WORK INSTRUCTIONS — Write out the text on ferroelectric thin films word for word, starting at "Ferroelectric materials are in" and ending after "interact with defects.".

EXCERPT PROVIDED —

⟨

Ferroelectric materials are in widespread commercial use as capacitors, precision positioning devices, fuel injectors, non-volatile memory elements, and as medical ultrasound transducers, among other applications. The measured properties of ferroelectric materials are a function of both the intrinsic response of the crystal to applied fields and the extrinsic response due to motion of domain walls under applied electric fields and stresses. The role of domain wall motion in optimising the extrinsic properties of bulk piezoelectrics has been extensively investigated but in thin films there have been few coherent studies that have attempted to understand how domain walls interact with defects.

For piezoelectric thin film based micro electromechanical systems (i.e. nano-motors and actuators) to gain widespread usage, their properties need to be optimised and their reliability improved. One aspect of reliability is the ability to maintain the same piezoelectric response over the lifetime of the device. This is currently limited by progressive pinning of domain walls during cycling by defects such as grain boundaries, point and planar defects within the film. This proposal aims to establish a fundamental understanding of the role of defects in pinning domain walls by applying a combination of advanced transmission electron microscopy, piezo-force microscopy and classic FEstack measurements to the study of a bespoke series of ferroelectric films in which specific types of defects have been engineered. The UK effort concentrates exclusively on TEM and links directly to an already funded programme between Pennsylvania State University (Trolier-McKinstry, film deposition and FEStack) and Oak Ridge National Laboratory (Kalinin, piezo-force microscopy).

⟩

DATA RECORDS —
⟨

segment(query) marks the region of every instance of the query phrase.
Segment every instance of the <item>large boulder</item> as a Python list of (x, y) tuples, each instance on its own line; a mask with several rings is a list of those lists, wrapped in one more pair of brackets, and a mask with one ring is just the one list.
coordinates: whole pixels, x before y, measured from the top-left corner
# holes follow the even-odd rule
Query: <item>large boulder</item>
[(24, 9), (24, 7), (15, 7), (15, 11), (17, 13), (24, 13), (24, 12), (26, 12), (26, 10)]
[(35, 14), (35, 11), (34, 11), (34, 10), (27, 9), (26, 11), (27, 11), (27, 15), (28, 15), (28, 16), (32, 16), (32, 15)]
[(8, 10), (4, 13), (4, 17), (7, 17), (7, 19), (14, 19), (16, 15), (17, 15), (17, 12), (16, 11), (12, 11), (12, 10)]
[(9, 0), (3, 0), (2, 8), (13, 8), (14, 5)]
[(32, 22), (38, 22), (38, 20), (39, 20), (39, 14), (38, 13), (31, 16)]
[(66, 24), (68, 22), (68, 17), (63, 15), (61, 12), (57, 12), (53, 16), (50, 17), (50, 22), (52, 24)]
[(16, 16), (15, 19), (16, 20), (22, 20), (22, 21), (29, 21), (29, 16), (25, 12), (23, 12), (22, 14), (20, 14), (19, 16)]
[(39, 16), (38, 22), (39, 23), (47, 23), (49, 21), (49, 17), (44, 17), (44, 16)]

⟩

RESPONSE TO THIS EXERCISE —
Ferroelectric materials are in widespread commercial use as capacitors, precision positioning devices, fuel injectors, non-volatile memory elements, and as medical ultrasound transducers, among other applications. The measured properties of ferroelectric materials are a function of both the intrinsic response of the crystal to applied fields and the extrinsic response due to motion of domain walls under applied electric fields and stresses. The role of domain wall motion in optimising the extrinsic properties of bulk piezoelectrics has been extensively investigated but in thin films there have been few coherent studies that have attempted to understand how domain walls interact with defects.